[Records from a data collection]
=-=-=

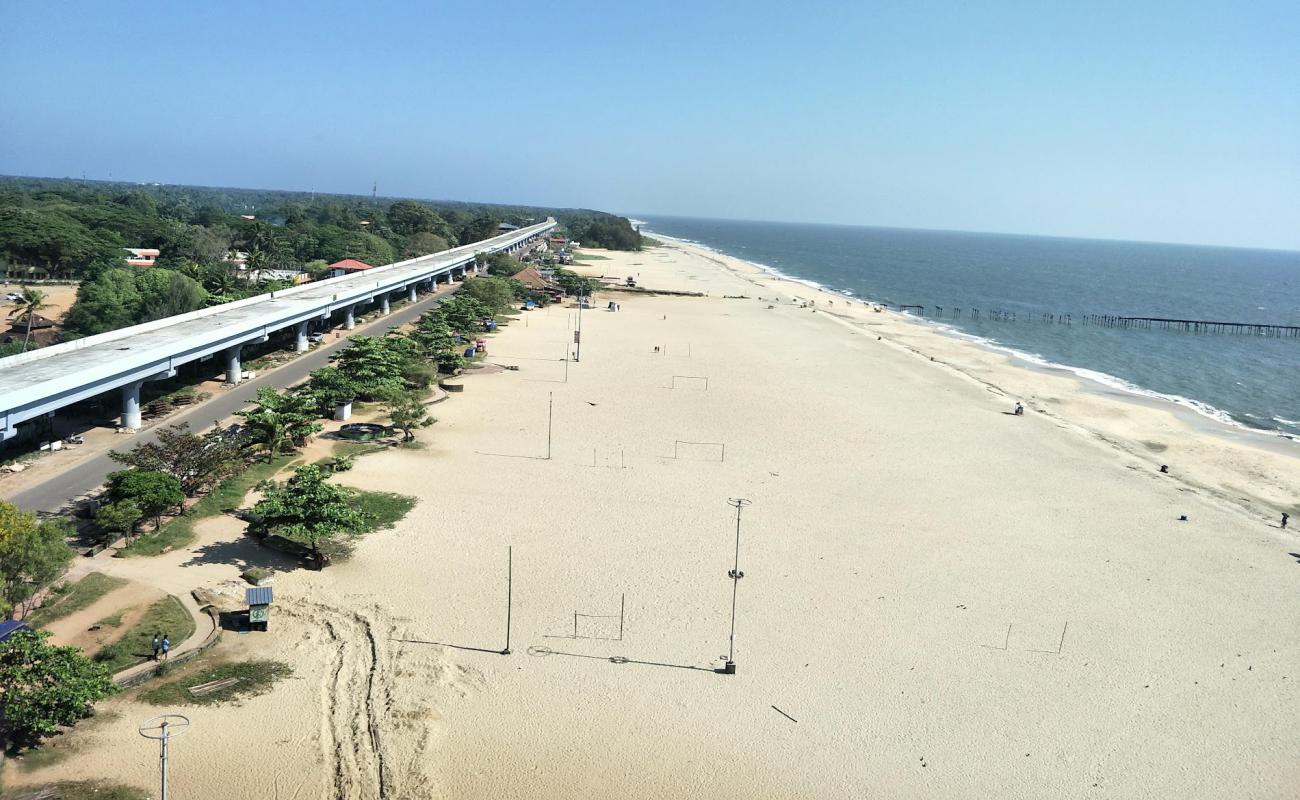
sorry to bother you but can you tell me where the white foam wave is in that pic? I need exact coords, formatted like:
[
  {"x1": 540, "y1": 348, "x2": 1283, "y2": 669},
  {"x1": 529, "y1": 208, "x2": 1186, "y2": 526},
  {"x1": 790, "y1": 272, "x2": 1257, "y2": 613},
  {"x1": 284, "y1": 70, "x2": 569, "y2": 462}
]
[{"x1": 1274, "y1": 416, "x2": 1300, "y2": 426}]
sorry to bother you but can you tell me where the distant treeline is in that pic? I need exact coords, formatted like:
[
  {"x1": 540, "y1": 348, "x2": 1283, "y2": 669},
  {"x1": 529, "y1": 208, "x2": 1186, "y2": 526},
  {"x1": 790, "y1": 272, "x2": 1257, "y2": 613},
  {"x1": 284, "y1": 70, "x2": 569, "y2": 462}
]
[{"x1": 0, "y1": 176, "x2": 645, "y2": 283}]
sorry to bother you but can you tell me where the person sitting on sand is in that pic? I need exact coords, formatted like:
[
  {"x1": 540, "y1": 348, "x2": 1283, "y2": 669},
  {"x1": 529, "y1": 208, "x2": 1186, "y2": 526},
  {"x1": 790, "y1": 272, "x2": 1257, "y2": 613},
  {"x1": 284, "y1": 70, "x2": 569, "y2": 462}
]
[{"x1": 1014, "y1": 402, "x2": 1025, "y2": 416}]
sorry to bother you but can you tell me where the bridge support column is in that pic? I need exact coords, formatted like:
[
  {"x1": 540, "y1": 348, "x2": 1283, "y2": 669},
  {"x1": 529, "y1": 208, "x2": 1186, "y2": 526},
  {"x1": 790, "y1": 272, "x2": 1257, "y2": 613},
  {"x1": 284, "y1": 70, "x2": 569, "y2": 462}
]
[
  {"x1": 345, "y1": 305, "x2": 356, "y2": 330},
  {"x1": 121, "y1": 380, "x2": 143, "y2": 430},
  {"x1": 295, "y1": 321, "x2": 309, "y2": 352},
  {"x1": 225, "y1": 345, "x2": 243, "y2": 384},
  {"x1": 381, "y1": 294, "x2": 391, "y2": 315},
  {"x1": 408, "y1": 285, "x2": 417, "y2": 303}
]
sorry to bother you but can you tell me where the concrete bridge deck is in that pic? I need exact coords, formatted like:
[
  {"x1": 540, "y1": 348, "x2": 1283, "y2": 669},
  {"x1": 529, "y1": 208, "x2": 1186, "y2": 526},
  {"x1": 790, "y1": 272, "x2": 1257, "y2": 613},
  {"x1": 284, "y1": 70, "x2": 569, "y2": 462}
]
[{"x1": 0, "y1": 219, "x2": 555, "y2": 439}]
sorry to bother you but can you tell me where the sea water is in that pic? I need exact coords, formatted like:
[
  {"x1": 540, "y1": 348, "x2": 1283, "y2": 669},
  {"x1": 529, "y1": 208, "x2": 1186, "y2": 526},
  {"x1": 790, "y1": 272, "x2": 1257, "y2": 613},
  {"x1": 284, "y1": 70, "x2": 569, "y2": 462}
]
[{"x1": 638, "y1": 216, "x2": 1300, "y2": 437}]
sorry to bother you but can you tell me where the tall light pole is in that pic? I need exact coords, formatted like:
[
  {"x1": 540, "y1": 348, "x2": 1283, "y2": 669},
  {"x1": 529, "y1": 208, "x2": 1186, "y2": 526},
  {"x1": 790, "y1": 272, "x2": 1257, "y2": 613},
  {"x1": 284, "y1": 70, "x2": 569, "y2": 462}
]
[
  {"x1": 139, "y1": 714, "x2": 190, "y2": 800},
  {"x1": 721, "y1": 498, "x2": 751, "y2": 675},
  {"x1": 574, "y1": 293, "x2": 584, "y2": 362}
]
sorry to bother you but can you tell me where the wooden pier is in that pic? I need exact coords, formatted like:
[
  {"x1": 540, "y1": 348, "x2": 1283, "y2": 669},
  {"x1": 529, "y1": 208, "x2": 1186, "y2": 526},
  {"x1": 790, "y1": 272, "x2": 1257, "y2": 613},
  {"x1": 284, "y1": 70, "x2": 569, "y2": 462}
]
[{"x1": 888, "y1": 305, "x2": 1300, "y2": 337}]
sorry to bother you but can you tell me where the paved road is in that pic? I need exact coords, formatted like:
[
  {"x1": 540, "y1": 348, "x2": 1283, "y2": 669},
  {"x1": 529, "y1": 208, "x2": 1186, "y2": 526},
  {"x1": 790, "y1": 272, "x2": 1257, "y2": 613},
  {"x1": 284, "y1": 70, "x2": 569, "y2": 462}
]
[{"x1": 6, "y1": 286, "x2": 456, "y2": 514}]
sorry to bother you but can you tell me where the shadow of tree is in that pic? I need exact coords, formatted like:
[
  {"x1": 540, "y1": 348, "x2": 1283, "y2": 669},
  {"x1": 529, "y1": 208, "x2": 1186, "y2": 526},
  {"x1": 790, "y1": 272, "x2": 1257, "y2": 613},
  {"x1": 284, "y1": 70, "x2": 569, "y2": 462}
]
[{"x1": 181, "y1": 532, "x2": 303, "y2": 572}]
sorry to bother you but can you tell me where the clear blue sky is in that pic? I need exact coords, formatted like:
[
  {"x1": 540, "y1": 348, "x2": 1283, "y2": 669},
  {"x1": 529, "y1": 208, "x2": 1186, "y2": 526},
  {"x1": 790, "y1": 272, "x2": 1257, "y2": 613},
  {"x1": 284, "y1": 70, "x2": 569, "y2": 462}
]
[{"x1": 2, "y1": 1, "x2": 1297, "y2": 249}]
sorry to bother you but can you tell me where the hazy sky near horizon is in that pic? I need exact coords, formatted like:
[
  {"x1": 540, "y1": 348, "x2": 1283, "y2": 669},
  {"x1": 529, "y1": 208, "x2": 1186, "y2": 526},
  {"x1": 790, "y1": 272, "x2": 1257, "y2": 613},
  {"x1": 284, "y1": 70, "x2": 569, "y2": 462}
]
[{"x1": 2, "y1": 1, "x2": 1297, "y2": 250}]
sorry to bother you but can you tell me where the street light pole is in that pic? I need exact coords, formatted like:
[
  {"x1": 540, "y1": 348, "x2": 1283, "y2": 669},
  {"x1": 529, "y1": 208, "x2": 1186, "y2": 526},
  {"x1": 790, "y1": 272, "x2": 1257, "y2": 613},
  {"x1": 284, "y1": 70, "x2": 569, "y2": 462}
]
[{"x1": 722, "y1": 498, "x2": 751, "y2": 675}]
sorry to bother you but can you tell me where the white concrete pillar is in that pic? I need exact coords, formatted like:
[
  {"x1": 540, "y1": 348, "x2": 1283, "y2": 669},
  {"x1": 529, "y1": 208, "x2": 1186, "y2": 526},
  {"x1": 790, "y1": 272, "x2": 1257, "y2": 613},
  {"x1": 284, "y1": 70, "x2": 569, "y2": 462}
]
[
  {"x1": 121, "y1": 380, "x2": 143, "y2": 430},
  {"x1": 380, "y1": 294, "x2": 391, "y2": 315},
  {"x1": 225, "y1": 344, "x2": 243, "y2": 384},
  {"x1": 345, "y1": 305, "x2": 356, "y2": 330},
  {"x1": 407, "y1": 285, "x2": 417, "y2": 303},
  {"x1": 295, "y1": 321, "x2": 309, "y2": 352}
]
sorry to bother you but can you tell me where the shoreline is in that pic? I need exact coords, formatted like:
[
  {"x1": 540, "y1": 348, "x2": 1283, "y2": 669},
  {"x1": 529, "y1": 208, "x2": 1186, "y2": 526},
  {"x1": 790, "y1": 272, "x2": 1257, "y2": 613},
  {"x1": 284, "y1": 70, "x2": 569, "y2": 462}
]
[
  {"x1": 646, "y1": 230, "x2": 1300, "y2": 520},
  {"x1": 645, "y1": 229, "x2": 1299, "y2": 444}
]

=-=-=

### Aim of the task
Search the records for the string "bridge" and report each line that has it.

### Your solution
sorry to bother you but can you tell me where the bridge support column is in that pic? I need exact coords, formatted like:
sorry to bother you but can you tell me where the concrete bridge deck is in that pic? I need exact coords, formatted like:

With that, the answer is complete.